I don't understand where hrtimers or interface speed comes in. If the
CPU is fast enough to call poll() 100,000 times per jiffies tick, it
means 100,000 wasted poll() calls while the netdev migrates from active
to poll-off state. Hence the need to fastpath the "no work" case in the
netdev's poll(). These extra poll() calls are tolerable if it avoids
NAPI thrashing between poll-on and poll-off states for certain packet rates.

> And the hrtimer granularity is going to need to be significantly low,
> and futhermore you're adding a guaranteed extra interrupt (for the
> hrtimer firing) in these cases where we're exactly trying to avoid is
> more interrupts.
>
> If you can make it work, fine, but it's going to need to be at a
> minimum disabled when the hrtimer granularity is not sufficient.
>
> But there are huger fish to fry for you I think. Talk to your
> platform maintainers and ask for an interface for obtaining
> a flat static distribution of interrupts to cpus in order to
> support multiqueue NAPI better.
>
> In your previous postings you made arguments saying that the
> automatic placement of interrupts to cpus made everything
> bunch of to a single cpu and you wanted to propagate the
> NAPI work to other cpu's software interrupts from there.

I don't recall saying anything in previous posts about this. Are you
confusing my posts with Jan-Bernd's? Jan-Bernd has been talking about
using hrtimers to _reschedule_ NAPI. My posts are suggesting an
alternative mechanism that keeps NAPI active (with interrupts disabled)
for a jiffy or two after it would otherwise have gone idle in order to
avoid too many interrupts when the packet rate is such that NAPI
thrashes between poll-on and poll-off.

━━━━━━

▶ _What you are asked to do_
Translate this sentence from the NAPI polling text into Spanish: "I don't understand where hrtimers or interface speed comes in." Work from the NAPI polling text alone.

▶ _Records taken from a collection_
━━━━━━

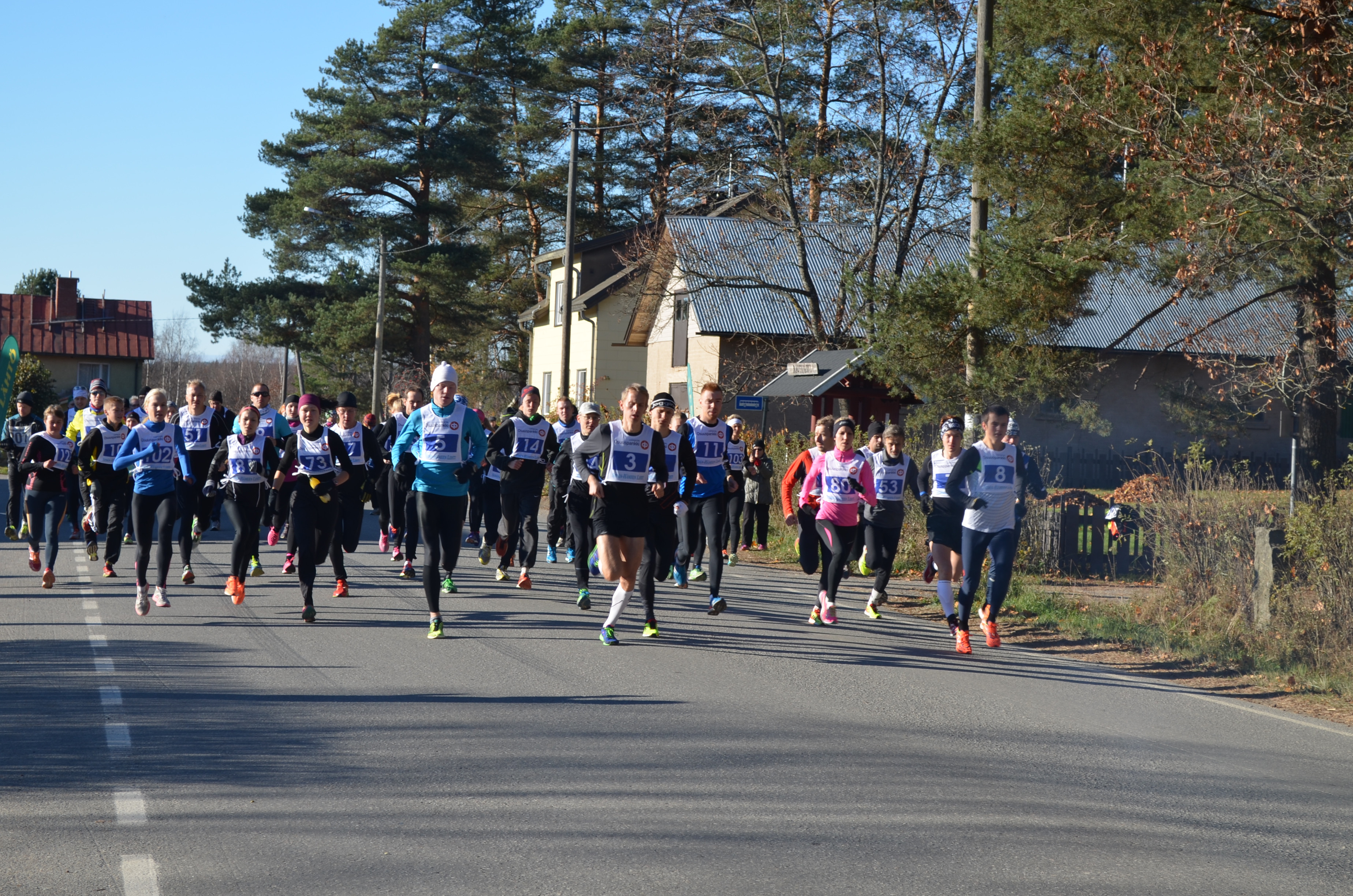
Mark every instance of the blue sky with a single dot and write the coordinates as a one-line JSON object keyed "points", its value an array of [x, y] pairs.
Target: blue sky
{"points": [[132, 134]]}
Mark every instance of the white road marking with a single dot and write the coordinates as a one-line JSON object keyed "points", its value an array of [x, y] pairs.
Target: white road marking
{"points": [[118, 735], [130, 806], [138, 876]]}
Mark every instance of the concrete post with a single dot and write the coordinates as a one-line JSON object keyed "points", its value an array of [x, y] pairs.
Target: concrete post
{"points": [[1268, 564]]}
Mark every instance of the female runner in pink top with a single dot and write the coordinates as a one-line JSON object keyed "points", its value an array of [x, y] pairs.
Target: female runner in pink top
{"points": [[846, 479]]}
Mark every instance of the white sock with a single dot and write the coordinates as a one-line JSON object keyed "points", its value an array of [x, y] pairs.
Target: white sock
{"points": [[946, 596], [618, 605]]}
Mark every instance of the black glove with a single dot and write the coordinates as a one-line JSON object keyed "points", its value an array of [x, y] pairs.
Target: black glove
{"points": [[405, 471]]}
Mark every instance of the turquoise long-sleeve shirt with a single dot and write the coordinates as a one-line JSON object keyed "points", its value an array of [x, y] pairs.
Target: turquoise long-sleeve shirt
{"points": [[152, 481], [440, 478]]}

━━━━━━

▶ _Complete response_
No entiendo dónde entran en juego los hrtimers o la velocidad de la interfaz.